## Provided records

====

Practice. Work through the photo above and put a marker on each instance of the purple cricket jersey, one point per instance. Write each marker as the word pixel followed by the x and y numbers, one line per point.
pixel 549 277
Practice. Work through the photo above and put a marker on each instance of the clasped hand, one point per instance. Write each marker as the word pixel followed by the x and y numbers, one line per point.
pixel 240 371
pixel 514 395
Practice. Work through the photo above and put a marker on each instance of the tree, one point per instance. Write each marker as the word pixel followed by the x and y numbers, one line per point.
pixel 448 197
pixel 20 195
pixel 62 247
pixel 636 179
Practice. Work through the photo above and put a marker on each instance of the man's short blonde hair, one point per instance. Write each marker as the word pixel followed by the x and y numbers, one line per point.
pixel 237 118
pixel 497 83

====

## How to complete this task
Return, unchanged, each line from the line containing "the tree, one" through the last line of the material.

## Output of the exercise
Practice. Work through the photo above and put a marker on each instance of the tree, one point per instance. Write each marker as the word pixel followed by the x and y numbers, one line per point.
pixel 448 197
pixel 20 195
pixel 62 247
pixel 636 179
Practice. Work through the photo above and put a marker on each instance of the man's short blonde hair, one point per instance. Write each marker as the word pixel followed by the x and y numbers, one line per point.
pixel 237 118
pixel 497 83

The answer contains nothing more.